**Assigned task**
As the answer, give every line of the records that includes the word "tree".

****************

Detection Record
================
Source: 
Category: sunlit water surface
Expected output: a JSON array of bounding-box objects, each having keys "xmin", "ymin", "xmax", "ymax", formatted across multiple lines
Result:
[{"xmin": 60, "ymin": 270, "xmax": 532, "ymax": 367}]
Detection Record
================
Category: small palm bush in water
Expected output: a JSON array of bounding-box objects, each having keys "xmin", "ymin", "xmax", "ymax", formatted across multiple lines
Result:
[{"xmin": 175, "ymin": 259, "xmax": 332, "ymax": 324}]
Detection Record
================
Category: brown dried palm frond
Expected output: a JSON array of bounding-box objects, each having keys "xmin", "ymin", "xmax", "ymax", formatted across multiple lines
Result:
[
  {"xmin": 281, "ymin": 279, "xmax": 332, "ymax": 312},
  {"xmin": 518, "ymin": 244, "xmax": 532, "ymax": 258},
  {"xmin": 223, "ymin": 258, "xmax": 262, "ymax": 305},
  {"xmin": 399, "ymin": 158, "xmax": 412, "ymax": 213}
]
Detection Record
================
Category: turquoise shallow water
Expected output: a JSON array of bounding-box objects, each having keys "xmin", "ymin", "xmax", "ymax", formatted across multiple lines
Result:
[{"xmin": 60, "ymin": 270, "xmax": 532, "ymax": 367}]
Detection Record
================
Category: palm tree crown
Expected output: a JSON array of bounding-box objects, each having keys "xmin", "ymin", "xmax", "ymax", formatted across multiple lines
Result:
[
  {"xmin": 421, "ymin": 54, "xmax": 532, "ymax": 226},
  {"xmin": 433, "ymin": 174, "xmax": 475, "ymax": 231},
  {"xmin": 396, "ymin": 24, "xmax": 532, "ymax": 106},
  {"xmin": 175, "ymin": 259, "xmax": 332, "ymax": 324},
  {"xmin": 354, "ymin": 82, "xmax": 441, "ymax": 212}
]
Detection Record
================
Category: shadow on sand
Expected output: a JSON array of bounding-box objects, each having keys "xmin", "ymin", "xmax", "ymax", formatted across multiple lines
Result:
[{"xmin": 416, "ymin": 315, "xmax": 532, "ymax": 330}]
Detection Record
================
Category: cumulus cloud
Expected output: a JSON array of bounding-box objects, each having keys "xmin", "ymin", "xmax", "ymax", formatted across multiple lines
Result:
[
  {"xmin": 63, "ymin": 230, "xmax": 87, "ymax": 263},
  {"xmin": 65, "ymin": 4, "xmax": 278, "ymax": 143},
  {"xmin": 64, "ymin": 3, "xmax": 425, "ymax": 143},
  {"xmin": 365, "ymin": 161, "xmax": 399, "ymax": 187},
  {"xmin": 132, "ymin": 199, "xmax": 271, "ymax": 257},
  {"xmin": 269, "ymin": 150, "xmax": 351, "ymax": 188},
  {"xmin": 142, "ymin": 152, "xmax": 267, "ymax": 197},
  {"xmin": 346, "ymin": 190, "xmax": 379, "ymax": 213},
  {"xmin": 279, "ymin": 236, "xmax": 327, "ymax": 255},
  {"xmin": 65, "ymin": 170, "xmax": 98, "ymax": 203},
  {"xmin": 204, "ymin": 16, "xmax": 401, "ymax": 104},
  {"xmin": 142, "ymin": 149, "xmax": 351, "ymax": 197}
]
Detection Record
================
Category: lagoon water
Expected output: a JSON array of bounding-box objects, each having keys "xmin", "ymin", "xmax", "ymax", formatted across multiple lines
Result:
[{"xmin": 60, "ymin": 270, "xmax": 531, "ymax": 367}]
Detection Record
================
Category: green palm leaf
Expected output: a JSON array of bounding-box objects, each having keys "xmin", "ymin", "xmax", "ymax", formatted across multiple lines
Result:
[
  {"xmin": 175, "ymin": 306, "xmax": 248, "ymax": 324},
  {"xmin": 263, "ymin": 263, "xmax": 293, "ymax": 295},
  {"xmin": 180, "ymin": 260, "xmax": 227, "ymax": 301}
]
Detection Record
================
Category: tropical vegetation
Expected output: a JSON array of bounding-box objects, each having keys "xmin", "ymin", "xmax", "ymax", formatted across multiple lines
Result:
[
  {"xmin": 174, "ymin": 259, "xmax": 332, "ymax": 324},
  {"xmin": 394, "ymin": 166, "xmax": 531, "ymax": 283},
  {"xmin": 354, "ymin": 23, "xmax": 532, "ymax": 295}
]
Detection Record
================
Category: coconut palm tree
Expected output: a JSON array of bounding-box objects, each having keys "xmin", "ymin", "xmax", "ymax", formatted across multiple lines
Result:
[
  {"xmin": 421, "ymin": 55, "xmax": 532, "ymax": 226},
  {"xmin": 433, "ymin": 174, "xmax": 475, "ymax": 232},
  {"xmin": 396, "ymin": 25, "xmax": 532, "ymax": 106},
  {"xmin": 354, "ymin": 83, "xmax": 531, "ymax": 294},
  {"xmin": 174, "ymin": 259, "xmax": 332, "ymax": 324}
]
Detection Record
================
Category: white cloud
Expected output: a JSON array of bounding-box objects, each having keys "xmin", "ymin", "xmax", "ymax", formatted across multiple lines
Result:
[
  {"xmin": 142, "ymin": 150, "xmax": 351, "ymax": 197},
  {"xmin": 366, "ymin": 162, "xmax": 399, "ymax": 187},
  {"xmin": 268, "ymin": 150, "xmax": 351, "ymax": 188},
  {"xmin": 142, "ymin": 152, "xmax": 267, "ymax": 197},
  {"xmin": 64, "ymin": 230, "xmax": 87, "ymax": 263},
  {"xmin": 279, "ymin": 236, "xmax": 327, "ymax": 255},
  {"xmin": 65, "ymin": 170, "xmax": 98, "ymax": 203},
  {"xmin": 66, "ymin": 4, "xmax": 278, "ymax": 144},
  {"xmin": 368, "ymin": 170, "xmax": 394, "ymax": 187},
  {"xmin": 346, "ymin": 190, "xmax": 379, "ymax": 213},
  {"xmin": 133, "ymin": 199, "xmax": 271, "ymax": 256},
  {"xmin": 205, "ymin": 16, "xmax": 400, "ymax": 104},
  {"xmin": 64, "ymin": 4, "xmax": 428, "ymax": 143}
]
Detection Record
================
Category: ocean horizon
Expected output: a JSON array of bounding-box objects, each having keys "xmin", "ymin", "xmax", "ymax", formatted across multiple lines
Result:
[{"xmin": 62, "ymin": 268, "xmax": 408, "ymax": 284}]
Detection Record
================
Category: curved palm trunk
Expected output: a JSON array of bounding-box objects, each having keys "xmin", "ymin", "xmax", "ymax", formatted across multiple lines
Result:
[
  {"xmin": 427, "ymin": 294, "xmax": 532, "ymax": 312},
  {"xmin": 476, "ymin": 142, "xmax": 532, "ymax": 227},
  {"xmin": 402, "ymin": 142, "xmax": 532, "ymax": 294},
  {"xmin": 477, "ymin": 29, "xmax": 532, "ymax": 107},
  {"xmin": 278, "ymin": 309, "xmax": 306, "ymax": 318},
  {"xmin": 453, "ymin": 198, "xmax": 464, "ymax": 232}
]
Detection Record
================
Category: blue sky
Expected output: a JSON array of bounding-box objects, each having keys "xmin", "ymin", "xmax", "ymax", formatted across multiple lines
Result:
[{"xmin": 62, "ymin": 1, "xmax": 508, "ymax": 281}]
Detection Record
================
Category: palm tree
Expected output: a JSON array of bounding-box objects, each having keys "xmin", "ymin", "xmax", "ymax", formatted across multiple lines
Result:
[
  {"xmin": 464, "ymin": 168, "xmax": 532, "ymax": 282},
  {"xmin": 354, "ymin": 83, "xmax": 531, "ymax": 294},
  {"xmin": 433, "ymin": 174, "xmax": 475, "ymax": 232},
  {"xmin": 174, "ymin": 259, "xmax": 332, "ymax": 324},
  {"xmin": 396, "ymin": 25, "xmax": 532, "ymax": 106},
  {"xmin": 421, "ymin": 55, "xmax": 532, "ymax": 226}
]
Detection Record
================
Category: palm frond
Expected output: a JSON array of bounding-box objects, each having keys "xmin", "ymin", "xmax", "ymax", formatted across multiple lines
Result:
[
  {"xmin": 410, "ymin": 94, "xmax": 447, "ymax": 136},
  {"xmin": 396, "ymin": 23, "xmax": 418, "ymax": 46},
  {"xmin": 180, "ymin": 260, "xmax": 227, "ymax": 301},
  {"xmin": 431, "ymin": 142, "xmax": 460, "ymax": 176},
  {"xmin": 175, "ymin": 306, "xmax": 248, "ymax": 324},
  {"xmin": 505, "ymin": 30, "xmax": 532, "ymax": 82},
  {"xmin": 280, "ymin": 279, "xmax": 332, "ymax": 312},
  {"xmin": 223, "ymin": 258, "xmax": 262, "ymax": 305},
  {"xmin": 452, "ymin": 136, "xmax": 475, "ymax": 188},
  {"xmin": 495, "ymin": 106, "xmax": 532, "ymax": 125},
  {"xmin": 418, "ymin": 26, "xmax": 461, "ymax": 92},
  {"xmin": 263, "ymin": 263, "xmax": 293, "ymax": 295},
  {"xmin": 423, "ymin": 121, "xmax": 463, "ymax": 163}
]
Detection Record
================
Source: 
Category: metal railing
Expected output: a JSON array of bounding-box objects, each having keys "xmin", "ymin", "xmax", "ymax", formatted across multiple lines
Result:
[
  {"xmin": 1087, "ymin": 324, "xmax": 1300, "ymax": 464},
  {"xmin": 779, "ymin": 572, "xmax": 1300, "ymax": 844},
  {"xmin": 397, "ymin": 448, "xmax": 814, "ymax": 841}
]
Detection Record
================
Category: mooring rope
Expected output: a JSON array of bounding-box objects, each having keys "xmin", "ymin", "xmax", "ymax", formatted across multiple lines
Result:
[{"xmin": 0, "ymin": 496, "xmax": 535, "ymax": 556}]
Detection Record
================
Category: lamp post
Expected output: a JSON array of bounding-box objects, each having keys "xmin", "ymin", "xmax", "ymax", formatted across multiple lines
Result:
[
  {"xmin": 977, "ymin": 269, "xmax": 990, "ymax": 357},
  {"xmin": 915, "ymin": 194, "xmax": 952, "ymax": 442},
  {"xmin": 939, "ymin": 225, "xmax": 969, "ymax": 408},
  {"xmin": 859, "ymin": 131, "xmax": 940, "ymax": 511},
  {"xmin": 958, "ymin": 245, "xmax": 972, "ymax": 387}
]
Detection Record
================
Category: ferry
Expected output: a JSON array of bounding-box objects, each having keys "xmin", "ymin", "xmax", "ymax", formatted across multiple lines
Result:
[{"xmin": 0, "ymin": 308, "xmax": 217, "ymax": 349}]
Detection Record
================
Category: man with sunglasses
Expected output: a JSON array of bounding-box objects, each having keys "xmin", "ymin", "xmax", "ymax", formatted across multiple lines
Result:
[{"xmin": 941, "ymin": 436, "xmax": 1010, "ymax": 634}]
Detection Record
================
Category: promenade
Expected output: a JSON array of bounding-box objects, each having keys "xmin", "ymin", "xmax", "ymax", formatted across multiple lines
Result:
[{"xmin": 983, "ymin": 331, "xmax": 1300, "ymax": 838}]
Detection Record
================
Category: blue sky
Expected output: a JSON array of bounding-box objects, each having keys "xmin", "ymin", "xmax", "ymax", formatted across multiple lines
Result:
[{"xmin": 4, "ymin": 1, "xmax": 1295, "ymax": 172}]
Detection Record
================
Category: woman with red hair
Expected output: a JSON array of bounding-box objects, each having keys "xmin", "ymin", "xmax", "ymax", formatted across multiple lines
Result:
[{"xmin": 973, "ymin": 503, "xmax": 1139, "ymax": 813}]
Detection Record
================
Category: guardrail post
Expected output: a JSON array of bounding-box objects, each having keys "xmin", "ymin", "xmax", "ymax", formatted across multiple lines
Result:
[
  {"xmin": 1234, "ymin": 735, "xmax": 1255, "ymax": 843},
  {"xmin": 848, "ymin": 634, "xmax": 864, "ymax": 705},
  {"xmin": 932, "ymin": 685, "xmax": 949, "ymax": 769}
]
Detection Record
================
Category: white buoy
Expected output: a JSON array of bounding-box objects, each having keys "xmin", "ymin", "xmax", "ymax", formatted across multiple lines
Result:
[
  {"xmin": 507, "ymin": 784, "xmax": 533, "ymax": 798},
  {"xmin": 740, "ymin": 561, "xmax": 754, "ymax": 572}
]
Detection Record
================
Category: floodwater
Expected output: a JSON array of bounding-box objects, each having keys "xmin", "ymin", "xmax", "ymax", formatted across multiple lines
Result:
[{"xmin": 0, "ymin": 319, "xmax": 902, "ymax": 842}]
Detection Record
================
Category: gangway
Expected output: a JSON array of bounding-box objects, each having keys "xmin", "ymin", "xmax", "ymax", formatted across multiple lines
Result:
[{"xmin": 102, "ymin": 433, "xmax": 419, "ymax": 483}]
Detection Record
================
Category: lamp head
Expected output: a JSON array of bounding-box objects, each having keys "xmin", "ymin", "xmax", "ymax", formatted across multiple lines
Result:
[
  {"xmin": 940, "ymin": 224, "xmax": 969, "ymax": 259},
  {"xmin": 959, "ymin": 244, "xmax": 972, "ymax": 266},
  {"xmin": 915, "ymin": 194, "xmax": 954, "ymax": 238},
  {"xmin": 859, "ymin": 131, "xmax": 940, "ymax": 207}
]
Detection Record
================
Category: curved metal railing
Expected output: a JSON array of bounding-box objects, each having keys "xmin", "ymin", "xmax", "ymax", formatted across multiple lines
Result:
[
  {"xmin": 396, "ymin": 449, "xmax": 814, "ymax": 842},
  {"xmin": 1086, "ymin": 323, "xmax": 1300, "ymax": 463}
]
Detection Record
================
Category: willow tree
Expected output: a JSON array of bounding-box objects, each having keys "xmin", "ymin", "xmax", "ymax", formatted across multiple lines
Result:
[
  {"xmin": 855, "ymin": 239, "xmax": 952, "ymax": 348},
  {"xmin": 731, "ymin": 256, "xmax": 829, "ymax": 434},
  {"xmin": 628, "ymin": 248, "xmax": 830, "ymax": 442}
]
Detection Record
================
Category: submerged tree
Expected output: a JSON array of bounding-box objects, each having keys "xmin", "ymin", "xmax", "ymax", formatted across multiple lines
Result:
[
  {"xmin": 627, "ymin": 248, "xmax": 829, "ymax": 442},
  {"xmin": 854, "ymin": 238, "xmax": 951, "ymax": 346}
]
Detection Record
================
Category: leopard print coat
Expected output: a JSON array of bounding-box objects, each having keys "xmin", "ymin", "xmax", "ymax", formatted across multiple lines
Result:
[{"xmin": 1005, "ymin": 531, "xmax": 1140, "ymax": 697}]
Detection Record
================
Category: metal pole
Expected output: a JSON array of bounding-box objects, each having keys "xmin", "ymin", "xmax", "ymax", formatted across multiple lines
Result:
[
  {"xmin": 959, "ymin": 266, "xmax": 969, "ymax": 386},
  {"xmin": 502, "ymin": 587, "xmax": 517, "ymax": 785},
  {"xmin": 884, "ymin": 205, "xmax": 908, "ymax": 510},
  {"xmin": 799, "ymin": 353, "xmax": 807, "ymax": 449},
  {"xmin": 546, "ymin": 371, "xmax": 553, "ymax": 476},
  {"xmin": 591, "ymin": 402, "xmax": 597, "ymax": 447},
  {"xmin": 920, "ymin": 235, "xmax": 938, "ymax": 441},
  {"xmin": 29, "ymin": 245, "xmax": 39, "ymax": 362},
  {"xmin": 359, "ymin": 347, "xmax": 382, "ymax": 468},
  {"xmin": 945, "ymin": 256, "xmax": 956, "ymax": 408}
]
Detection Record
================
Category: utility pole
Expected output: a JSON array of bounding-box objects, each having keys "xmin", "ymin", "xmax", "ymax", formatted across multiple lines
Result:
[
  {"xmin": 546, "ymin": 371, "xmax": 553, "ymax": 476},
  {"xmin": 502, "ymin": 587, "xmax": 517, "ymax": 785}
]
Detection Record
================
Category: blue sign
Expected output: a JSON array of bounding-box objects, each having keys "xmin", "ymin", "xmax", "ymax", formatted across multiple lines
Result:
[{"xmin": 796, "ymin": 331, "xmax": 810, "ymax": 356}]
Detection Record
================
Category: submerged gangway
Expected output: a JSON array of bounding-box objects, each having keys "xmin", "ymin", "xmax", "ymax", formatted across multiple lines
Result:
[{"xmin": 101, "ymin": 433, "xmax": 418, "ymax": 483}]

****************

**Task solution**
Category: palm tree crown
Category: coconut palm tree
Category: palm tree
Category: willow tree
Category: submerged tree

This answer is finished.